** THE PROBLEM **
Reproduce each of the entries below word for word, from the first to the last.

** WORKING DATA **
↓

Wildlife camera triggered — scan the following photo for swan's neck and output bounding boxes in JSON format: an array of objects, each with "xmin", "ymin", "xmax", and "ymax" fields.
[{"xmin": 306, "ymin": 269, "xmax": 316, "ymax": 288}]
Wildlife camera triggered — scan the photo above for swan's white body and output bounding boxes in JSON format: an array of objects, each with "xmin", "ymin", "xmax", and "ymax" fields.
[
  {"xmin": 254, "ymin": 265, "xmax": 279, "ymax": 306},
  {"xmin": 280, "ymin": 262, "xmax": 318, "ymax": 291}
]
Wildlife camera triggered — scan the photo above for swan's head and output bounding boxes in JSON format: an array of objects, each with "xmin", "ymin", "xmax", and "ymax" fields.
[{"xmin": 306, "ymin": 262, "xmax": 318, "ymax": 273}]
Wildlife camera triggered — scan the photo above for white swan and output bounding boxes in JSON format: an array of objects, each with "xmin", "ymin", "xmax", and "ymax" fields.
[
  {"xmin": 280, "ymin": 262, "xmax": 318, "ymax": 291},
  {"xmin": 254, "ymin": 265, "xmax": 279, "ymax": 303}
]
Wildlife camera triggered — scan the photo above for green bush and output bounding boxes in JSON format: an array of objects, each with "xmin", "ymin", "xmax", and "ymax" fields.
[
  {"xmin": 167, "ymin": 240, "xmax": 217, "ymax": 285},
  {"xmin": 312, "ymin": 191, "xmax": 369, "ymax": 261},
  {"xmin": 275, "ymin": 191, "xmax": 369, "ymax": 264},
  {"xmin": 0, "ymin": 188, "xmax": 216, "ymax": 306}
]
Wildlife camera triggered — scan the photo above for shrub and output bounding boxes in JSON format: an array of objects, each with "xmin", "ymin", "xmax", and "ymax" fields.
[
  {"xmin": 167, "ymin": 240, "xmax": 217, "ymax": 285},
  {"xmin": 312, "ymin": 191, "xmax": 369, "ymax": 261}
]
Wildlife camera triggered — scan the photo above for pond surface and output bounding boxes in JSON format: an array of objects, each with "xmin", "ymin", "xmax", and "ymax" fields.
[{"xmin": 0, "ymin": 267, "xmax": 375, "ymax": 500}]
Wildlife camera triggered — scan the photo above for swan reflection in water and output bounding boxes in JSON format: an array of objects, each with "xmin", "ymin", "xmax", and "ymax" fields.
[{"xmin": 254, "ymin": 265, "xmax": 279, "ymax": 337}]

↑

** RESPONSE TO THIS TASK **
Wildlife camera triggered — scan the following photo for swan's neck and output bounding boxes in JSON format: an array of objects, each with "xmin", "ymin", "xmax", and "ymax" fields.
[{"xmin": 306, "ymin": 269, "xmax": 316, "ymax": 288}]
Wildlife camera triggered — scan the photo above for swan's white body and output bounding boxes in JSON format: an array of objects, each with "xmin", "ymin", "xmax", and "ymax" fields.
[
  {"xmin": 254, "ymin": 265, "xmax": 279, "ymax": 306},
  {"xmin": 280, "ymin": 262, "xmax": 318, "ymax": 291}
]
Wildlife camera triggered — scan the photo above for swan's head and output bounding boxes in JSON format: an array of objects, each with "xmin", "ymin", "xmax", and "ymax" fields.
[{"xmin": 306, "ymin": 262, "xmax": 318, "ymax": 273}]
Wildlife camera triggered — scan the photo above for white swan and output bounding boxes in JSON format: an array of objects, each with "xmin", "ymin", "xmax", and "ymax" fields.
[
  {"xmin": 280, "ymin": 262, "xmax": 318, "ymax": 291},
  {"xmin": 254, "ymin": 265, "xmax": 279, "ymax": 303}
]
Wildlife camera triggered — scan the photo above for green bush and output bounding boxes in JSON format: an array of objects, each with "xmin", "ymin", "xmax", and "ymax" fields.
[
  {"xmin": 167, "ymin": 240, "xmax": 217, "ymax": 285},
  {"xmin": 312, "ymin": 191, "xmax": 369, "ymax": 261},
  {"xmin": 275, "ymin": 191, "xmax": 369, "ymax": 264},
  {"xmin": 0, "ymin": 188, "xmax": 216, "ymax": 306}
]
Wildlife camera triggered — scan the photo above for shrub and output bounding boxes in JSON format: an array of objects, each with "xmin", "ymin", "xmax", and "ymax" fields.
[
  {"xmin": 167, "ymin": 240, "xmax": 217, "ymax": 285},
  {"xmin": 312, "ymin": 191, "xmax": 369, "ymax": 261}
]
Wildlife camera triggered — scan the photo above for pond surface and output bounding boxes in JSON format: an array of objects, each with "xmin", "ymin", "xmax", and "ymax" fields.
[{"xmin": 0, "ymin": 267, "xmax": 375, "ymax": 500}]
Wildlife camera triggered — scan the photo above for swan reflection in water and output bounding boxes in JSON format: an array of objects, each with "xmin", "ymin", "xmax", and "ymax" fields.
[{"xmin": 254, "ymin": 265, "xmax": 279, "ymax": 337}]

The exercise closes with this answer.